Rescale the listing below by rewriting every line in order, with each x and y pixel coordinate in the GeoJSON Point objects multiplied by 1.95 and rounded to a whole number, halves rounding up.

Provided material:
━━━━━━━━━━━━━━━━━━━━━━━━━━━━━━

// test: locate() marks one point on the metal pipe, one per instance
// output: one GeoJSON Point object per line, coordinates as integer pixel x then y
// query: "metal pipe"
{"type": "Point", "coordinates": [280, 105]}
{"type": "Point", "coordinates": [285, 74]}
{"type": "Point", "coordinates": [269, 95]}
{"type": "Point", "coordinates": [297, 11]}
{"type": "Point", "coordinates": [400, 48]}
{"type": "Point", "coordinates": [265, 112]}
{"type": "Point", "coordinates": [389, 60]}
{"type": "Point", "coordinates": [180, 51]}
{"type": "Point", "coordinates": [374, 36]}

━━━━━━━━━━━━━━━━━━━━━━━━━━━━━━

Response below:
// test: locate() marks one point on the metal pipe, one per instance
// output: one GeoJSON Point object per line, coordinates as integer pixel x then y
// query: "metal pipe"
{"type": "Point", "coordinates": [546, 205]}
{"type": "Point", "coordinates": [556, 144]}
{"type": "Point", "coordinates": [525, 185]}
{"type": "Point", "coordinates": [579, 21]}
{"type": "Point", "coordinates": [780, 94]}
{"type": "Point", "coordinates": [517, 218]}
{"type": "Point", "coordinates": [759, 117]}
{"type": "Point", "coordinates": [351, 99]}
{"type": "Point", "coordinates": [729, 70]}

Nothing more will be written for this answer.